■ Activity ■
Copy each line in the data that includes the word "every".

■ Records for the task ■
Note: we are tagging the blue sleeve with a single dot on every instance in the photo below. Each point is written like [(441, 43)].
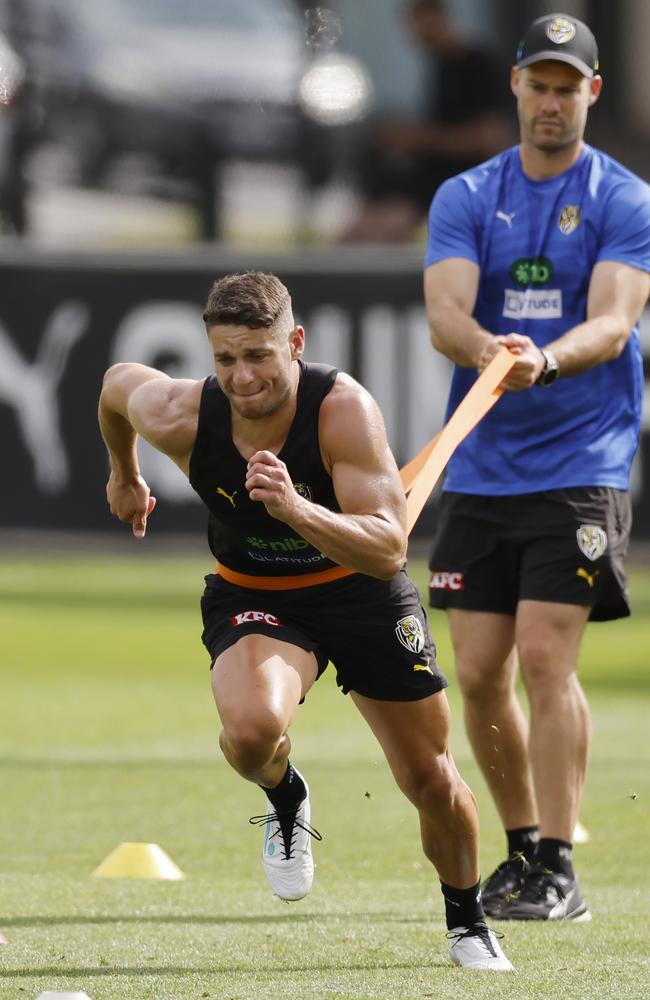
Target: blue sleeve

---

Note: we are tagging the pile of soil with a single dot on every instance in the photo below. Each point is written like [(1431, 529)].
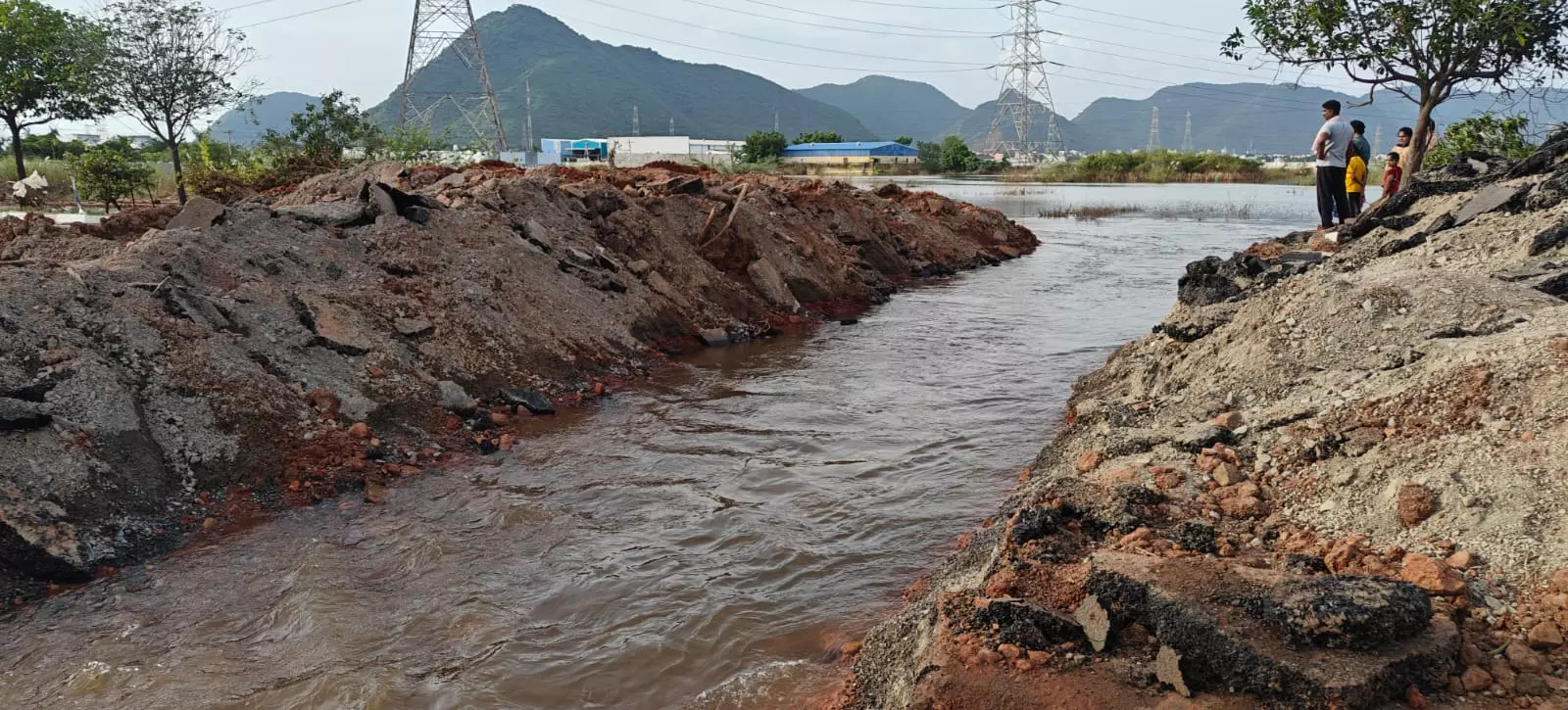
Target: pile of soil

...

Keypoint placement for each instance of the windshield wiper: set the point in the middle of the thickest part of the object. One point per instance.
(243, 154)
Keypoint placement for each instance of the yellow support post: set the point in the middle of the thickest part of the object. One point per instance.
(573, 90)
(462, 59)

■ Result of the task ■
Note: we are tagging the blue sleeve with a single dot on every instance in the photo below. Each point is written like [(441, 43)].
Note: we are tagging the pile of soil with a single dot on every instance in the photo below. Each point is written like [(1431, 529)].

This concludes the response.